Listed records —
________________
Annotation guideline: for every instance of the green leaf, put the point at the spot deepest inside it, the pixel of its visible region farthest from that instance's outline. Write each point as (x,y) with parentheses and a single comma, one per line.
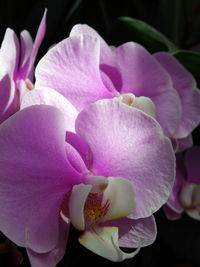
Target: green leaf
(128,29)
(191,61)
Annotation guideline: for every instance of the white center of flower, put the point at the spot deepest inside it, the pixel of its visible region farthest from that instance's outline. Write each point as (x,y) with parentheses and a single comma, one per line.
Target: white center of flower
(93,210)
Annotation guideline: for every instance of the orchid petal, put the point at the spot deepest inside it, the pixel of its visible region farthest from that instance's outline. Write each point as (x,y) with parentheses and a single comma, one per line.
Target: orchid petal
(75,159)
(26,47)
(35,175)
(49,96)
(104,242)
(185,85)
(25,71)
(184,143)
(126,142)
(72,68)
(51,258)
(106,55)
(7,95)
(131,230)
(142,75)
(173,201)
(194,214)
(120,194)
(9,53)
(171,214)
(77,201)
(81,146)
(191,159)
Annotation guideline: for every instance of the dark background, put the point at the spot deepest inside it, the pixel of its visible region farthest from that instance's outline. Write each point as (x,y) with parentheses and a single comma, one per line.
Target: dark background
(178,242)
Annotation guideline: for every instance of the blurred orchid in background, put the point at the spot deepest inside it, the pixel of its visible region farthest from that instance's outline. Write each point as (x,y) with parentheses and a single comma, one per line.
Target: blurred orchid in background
________________
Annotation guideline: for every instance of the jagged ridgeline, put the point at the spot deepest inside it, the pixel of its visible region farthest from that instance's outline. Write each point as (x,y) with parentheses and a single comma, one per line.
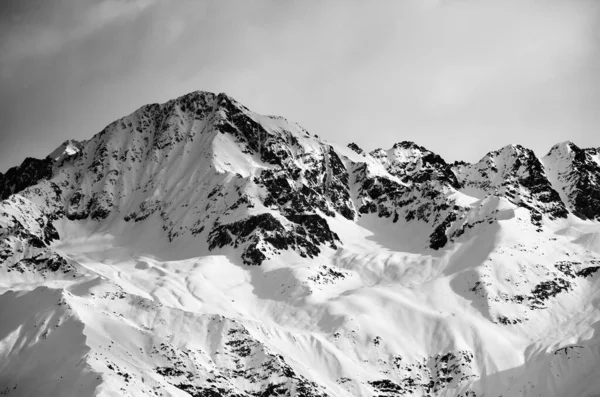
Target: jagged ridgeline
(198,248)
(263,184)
________________
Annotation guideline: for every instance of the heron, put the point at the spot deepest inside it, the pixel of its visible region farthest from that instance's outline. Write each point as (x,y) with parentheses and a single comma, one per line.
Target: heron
________________
Written request —
Find each line in the listing above that contains the word "flower" and copy those lines in full.

Correct answer —
Annotation guideline: for every instance of the white center of flower, put the point at the spot deepest inside it, the pixel of its visible region farthest from that instance's outline. Write each point as (x,y) with parentheses and a single comma, one per line.
Target: white center of flower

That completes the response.